O país tem sérios problemas no campo de incentivos fiscais e planos para crises principalmente para o setor criativo devido a uma instabilidade e ausência de políticas culturais, diz Leonardo. O que é se agrava pelo fato de cada vez mais as atividades culturais e criativas participarem do PIB brasileiro. Em 2017, cerca de 2,64% era equivalente à economia criativa, de acordo a levantamento da Federação de Indústria do Rio de Janeiro (Firjan).

Albino Rubim teme pela situação atual das políticas culturais (foto: acervo pessoal)
Albino Rubim teme pela situação atual das políticas culturais (foto: acervo pessoal)

O pós-doutor em Políticas Culturais e docente do Programa Multidisciplinar de Pós-Graduação em Cultura e Sociedade, Antônio Rubim, diz que para quem trabalha principalmente com a cultura, a situação é muito grave. As políticas públicas criadas a partir da gestão de Gilberto Gil  no Ministério da Cultura estão sendo sistematicamente destruídas. Para ele, a cultura está sendo asfixiada financeiramente. “Temos um (des)governo que colocou a cultura, a educação, as ciências, as artes e as universidades públicas como inimigos”.

Para tentar controlar os efeitos negativos que foram se propagando no meio cultural da economia, a lei Aldir Blanc entrou em vigor em agosto deste ano na Bahia, como uma medida emergencial a quem trabalha no meio. Ficou definido um pagamento de 3 parcelas emergenciais num valor de R$600 a partir do momento em que entrasse em vigor. Cerca de 25 mil já foram inscritos. O cadastro para recebimento do auxílio abriu novamente no dia 6 de novembro até dia 15. A reabertura se deu devido a demanda de  trabalhadores de vários municípios por conta de não terem feito o cadastro dentro do período, assim como o fato de haver disponibilidade de recursos, segundo a assessoria da Secretaria da Cultura do Estado.

Rubim vê positivamente a chegada da lei emergencial. Se com a pandemia, não houvesse tido a mobilização e conquista, poderia estar sendo muito pior. Mas é preciso ter cuidado pois a lei tem seus limites. “Uma das grandes importâncias da lei, além do auxílio financeiro emergencial, foi a animação política do campo da cultura. Espero que o campo cultural e os setores democráticos e de esquerda da sociedade sejam capazes de continuar a mobilização e luta por políticas culturais continuadas e não emergenciais”, ressalta ele.

### Listagem de dados
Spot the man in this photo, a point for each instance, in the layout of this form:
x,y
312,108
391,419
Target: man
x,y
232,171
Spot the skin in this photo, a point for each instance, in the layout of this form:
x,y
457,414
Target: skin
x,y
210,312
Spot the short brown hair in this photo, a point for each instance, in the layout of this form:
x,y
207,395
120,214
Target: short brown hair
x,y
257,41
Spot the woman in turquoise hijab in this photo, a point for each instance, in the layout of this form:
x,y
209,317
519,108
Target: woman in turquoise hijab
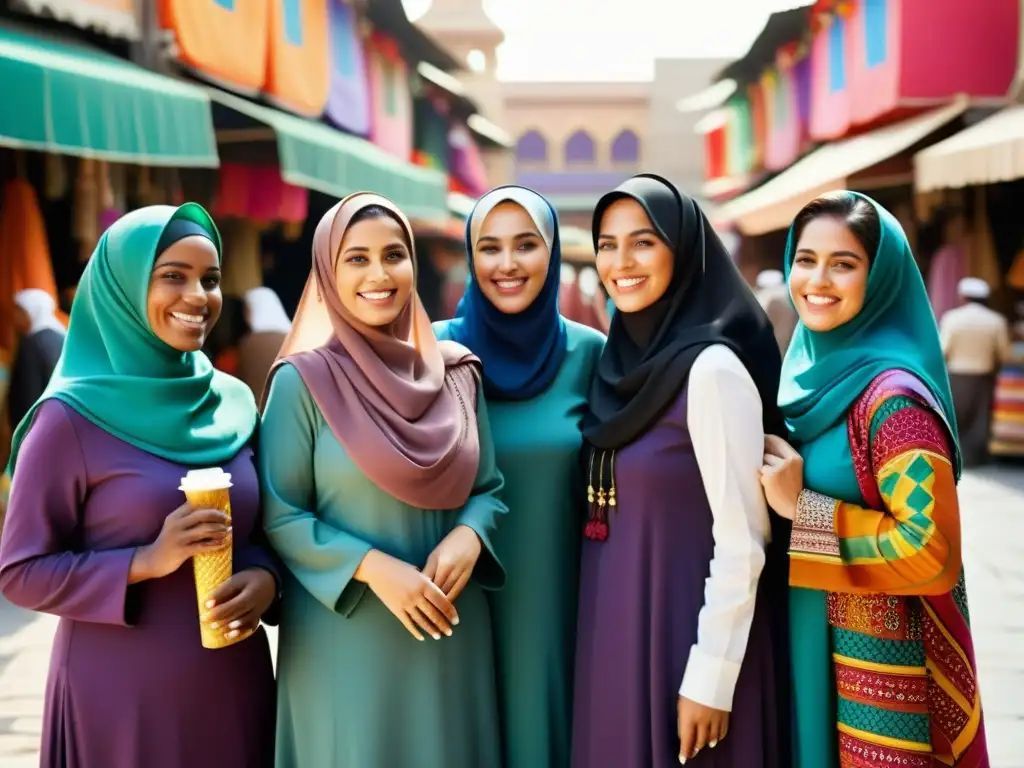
x,y
537,371
98,534
882,652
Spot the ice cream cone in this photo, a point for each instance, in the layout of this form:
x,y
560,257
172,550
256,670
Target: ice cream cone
x,y
209,488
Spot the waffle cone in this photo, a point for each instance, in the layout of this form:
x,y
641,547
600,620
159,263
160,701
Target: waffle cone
x,y
212,568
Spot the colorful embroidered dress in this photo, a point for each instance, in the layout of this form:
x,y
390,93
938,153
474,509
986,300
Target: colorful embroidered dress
x,y
903,666
882,657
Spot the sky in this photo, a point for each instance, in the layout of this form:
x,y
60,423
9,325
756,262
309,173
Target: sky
x,y
570,40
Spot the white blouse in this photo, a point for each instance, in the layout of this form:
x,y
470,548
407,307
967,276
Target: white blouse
x,y
724,417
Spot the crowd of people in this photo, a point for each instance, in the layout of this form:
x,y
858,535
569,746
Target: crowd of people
x,y
724,535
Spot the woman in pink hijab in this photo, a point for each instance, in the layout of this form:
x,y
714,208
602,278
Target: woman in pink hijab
x,y
381,496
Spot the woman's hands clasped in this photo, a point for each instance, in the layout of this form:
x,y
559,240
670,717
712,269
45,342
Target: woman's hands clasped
x,y
451,564
781,476
423,600
411,595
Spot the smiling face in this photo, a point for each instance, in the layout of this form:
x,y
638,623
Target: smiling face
x,y
510,258
374,272
828,276
184,299
635,264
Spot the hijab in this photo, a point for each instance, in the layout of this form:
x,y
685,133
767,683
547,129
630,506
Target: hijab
x,y
390,394
824,373
119,375
521,353
648,355
41,309
266,313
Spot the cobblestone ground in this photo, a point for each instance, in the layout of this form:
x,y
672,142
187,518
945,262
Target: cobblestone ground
x,y
992,503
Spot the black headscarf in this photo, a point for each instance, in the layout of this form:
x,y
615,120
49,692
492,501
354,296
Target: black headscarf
x,y
649,353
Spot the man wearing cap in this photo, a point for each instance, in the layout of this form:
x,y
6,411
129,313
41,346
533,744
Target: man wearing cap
x,y
976,343
774,297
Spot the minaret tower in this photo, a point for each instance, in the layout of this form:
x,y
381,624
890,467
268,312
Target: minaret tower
x,y
467,32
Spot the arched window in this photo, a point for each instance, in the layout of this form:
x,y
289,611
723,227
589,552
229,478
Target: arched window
x,y
531,147
626,147
580,148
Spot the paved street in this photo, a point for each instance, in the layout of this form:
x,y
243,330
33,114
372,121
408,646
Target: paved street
x,y
993,550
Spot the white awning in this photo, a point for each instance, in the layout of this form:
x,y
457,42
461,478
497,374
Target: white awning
x,y
986,153
773,205
118,18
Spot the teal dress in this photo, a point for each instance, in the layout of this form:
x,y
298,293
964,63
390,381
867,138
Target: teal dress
x,y
355,688
538,446
828,470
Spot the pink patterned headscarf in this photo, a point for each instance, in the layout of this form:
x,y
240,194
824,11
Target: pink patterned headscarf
x,y
401,403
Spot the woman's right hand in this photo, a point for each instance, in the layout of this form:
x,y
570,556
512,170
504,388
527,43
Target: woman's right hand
x,y
415,599
186,531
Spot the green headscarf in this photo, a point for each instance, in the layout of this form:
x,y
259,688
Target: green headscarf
x,y
824,373
119,375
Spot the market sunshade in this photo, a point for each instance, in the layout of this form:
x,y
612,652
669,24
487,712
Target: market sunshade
x,y
67,98
318,157
773,205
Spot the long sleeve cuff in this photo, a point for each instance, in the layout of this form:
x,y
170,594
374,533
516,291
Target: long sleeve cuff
x,y
710,681
814,525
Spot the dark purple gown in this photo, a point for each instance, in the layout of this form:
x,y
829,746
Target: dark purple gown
x,y
130,685
640,594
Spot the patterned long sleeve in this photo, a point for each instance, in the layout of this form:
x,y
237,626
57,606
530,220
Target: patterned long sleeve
x,y
910,547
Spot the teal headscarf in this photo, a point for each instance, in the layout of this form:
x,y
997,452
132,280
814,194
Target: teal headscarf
x,y
824,373
119,375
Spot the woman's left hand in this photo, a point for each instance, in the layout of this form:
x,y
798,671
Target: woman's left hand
x,y
698,726
451,564
781,476
238,604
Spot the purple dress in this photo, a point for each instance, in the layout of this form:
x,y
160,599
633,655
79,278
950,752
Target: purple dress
x,y
129,684
640,594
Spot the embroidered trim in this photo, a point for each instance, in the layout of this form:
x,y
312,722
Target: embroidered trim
x,y
814,524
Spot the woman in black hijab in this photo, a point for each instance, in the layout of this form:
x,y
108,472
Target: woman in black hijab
x,y
675,650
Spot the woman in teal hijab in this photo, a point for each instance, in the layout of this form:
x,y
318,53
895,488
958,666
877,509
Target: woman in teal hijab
x,y
879,603
97,530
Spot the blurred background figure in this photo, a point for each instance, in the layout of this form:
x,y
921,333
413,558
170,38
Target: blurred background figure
x,y
976,344
42,338
268,324
774,297
1008,412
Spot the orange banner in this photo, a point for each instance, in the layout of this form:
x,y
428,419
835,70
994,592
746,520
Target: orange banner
x,y
224,40
298,74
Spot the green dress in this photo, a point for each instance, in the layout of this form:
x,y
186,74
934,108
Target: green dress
x,y
355,688
535,615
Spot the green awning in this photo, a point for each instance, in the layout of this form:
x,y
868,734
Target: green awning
x,y
67,98
317,157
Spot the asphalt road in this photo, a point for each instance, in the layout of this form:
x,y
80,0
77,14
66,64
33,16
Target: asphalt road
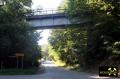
x,y
53,72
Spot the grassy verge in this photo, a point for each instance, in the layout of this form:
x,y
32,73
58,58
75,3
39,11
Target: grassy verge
x,y
28,71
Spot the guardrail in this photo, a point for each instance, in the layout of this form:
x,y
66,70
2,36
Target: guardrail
x,y
46,12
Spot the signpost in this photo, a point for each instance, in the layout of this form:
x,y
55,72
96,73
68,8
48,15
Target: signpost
x,y
19,55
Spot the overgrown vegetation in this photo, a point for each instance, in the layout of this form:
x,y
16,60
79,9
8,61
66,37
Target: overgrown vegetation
x,y
17,36
98,43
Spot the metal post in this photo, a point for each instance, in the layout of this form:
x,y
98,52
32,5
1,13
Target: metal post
x,y
1,65
17,62
22,62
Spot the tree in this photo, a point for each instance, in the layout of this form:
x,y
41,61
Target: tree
x,y
16,35
103,33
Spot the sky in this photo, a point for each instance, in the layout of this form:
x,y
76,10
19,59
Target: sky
x,y
45,4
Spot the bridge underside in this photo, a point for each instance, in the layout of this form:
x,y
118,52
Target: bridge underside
x,y
51,21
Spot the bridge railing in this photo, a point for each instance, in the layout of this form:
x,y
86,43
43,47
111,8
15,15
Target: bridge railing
x,y
46,12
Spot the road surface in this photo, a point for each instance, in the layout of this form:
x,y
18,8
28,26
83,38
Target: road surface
x,y
53,72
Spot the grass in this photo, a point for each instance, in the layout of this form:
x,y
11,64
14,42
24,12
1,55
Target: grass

### Tarefas a realizar
1. Responda, com base no texto de origem:
(a) Segundo a Firjan, qual percentual equivalia à economia criativa em 2017?
(b) Em que mês a lei Aldir Blanc entrou em vigor na Bahia?
(c) Qual era o valor de cada parcela emergencial definida pela lei?
2. Extraia do texto de origem, sem nenhuma alteração, o trecho entre "O país tem sérios" e "de Janeiro (Firjan).", inclusive.

### Respostas por tarefa
1.
(a) Cerca de 2,64%.
(b) Em agosto.
(c) R$600.

2.
O país tem sérios problemas no campo de incentivos fiscais e planos para crises principalmente para o setor criativo devido a uma instabilidade e ausência de políticas culturais, diz Leonardo. O que é se agrava pelo fato de cada vez mais as atividades culturais e criativas participarem do PIB brasileiro. Em 2017, cerca de 2,64% era equivalente à economia criativa, de acordo a levantamento da Federação de Indústria do Rio de Janeiro (Firjan).